## WHAT THIS EXERCISE ASKS
(a) Reproduce word for word the part of the protobuf format page that begins at the words "This page hosts" and stops after the words "a parsing library.".
(b) Answer these from the protobuf format page:
(i) Which minimal Kaitai Struct version does it require?
(ii) What are the two focus points of the scheme?
(iii) What file does a reader need to fully understand a message?
(c) Pick up the protobuf format specification from the point where it stops and continue it.

## TEXT SECTION
--
Google Protocol Buffers (protobuf): format specification

Google Protocol Buffers (AKA protobuf) is a popular data serialization scheme used for communication protocols, data storage, etc. There are implementations are available for almost every popular language. The focus points of this scheme are brevity (data is encoded in a very size-efficient manner) and extensibility (one can add keys to the structure, while keeping it readable in previous version of software).

Protobuf uses semi-self-describing encoding scheme for its messages. It means that it is possible to parse overall structure of the message (skipping over fields one can't understand), but to fully understand the message, one needs a protocol definition file (.proto). To be specific:

  • "Keys" in key-value pairs provided in the message are identified only with an integer "field tag". .proto file provides info on which symbolic field names these field tags map to.
  • "Keys" also provide something called "wire type". It's not a data type in its common sense (i.e. you can't, for example, distinguish sint32 vs uint32 vs some enum, or string from bytes), but it's enough information to determine how many bytes to parse. Interpretation of the value should be done according to the type specified in .proto file.
  • There's no direct information on which fields are optional / required, which fields may be repeated or constitute a map, what restrictions are placed on fields usage in a single message, what are the fields' default values, etc, etc.

KS implementation details

License: MIT
Minimal Kaitai Struct required: 0.7

References

This page hosts a formal specification of Google Protocol Buffers (protobuf) using Kaitai Struct. This specification can be automatically translated into a variety of programming languages to get a parsing library.

Block diagram

Format specification in Kaitai Struct YAML

meta:
  id: google_protobuf
  title: Google Protocol Buffers (protobuf)
  xref:
    justsolve: Protobuf
    wikidata: Q1645574
  license: MIT
  ks-version: 0.7
  imports:
    - /common/vlq_base128_le
doc: |
  Google Protocol Buffers (AKA protobuf) is a popular data
  serialization scheme used for communication protocols, data storage,
  etc. There are implementations are available for almost every
  popular language. The focus points of this scheme are brevity (data
  is encoded in a very size-efficient manner) and extensibility (one
  can add keys to the structure, while keeping it readable in previous
  version of software).

  Protobuf uses semi-self-describing encoding scheme for its
  messages. It means that it is possible to parse overall structure of
  the message (skipping over fields one can't understand), but to
  fully understand the message, one needs a protocol definition file
  (`.proto`). To be specific:

  * "Keys" in key-value pairs provided in the message are identified
    only with an integer "field tag". `.proto` file provides info on
    which symbolic field names these field tags map to.
--
## INFORMATION PROVIDED
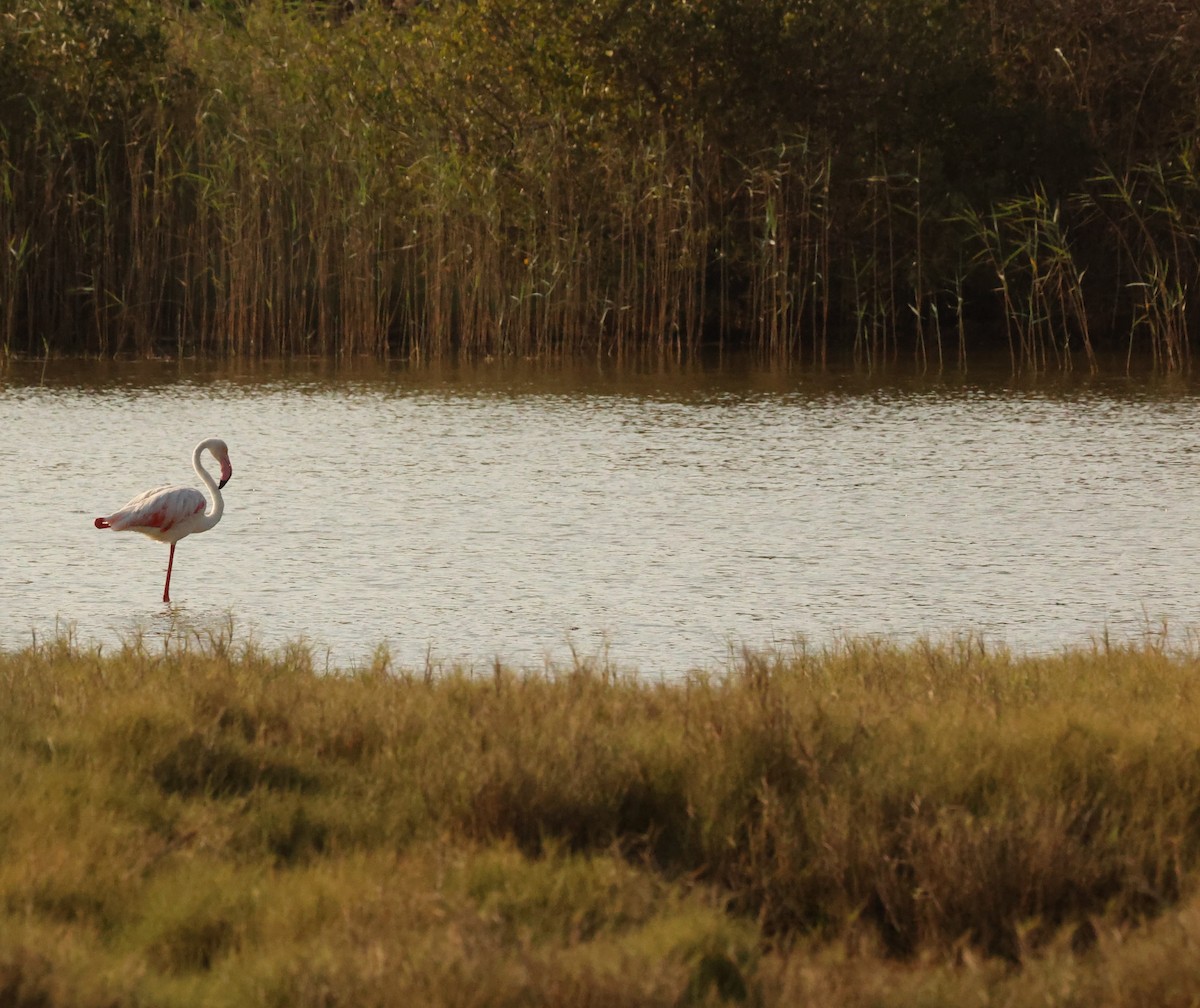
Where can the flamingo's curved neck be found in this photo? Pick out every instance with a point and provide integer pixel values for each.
(213, 515)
--
## ANSWERS FOR THIS EXERCISE
(a)
This page hosts a formal specification of Google Protocol Buffers (protobuf) using Kaitai Struct. This specification can be automatically translated into a variety of programming languages to get a parsing library.

(b)
(i) Version 0.7.
(ii) Brevity and extensibility.
(iii) A protocol definition file (.proto).

(c)
  * "Keys" also provide something called "wire type". It's not a data
    type in its common sense (i.e. you can't, for example, distinguish
    `sint32` vs `uint32` vs some enum, or `string` from `bytes`), but
    it's enough information to determine how many bytes to
    parse. Interpretation of the value should be done according to the
    type specified in `.proto` file.
  * There's no direct information on which fields are optional /
    required, which fields may be repeated or constitute a map, what
    restrictions are placed on fields usage in a single message, what
    are the fields' default values, etc, etc.
doc-ref: https://protobuf.dev/programming-guides/encoding/
seq:
  - id: pairs
    type: pair
    repeat: eos
    doc: Key-value pairs which constitute a message
types:
  pair:
    doc: Key-value pair
    seq:
      - id: key
        type: vlq_base128_le
        doc: |
          Key is a bit-mapped variable-length integer: lower 3 bits
          are used for "wire type", and everything higher designates
          an integer "field tag".
      - id: value
        doc: |
          Value that corresponds to field identified by
          `field_tag`. Type is determined approximately: there is
          enough information to parse it unambiguously from a stream,
          but further infromation from `.proto` file is required to
          interprete it properly.
        type:
          switch-on: wire_type
          cases:
            'wire_types::varint': vlq_base128_le
            'wire_types::len_delimited': delimited_bytes
            'wire_types::bit_64': u8le
            'wire_types::bit_32': u4le
    instances:
      wire_type:
        value: 'key.value & 0b111'
        enum: wire_types
        doc: |
          "Wire type" is a part of the "key" that carries enough
          information to parse value from the wire, i.e. read correct
          amount of bytes, but there's not enough informaton to
          interprete in unambiguously. For example, one can't clearly
          distinguish 64-bit fixed-sized integers from 64-bit floats,
          signed zigzag-encoded varints from regular unsigned varints,
          arbitrary bytes from UTF-8 encoded strings, etc.
      field_tag:
        value: 'key.value >> 3'
        doc: |
          Identifies a field of protocol. One can look up symbolic
          field name in a `.proto` file by this field tag.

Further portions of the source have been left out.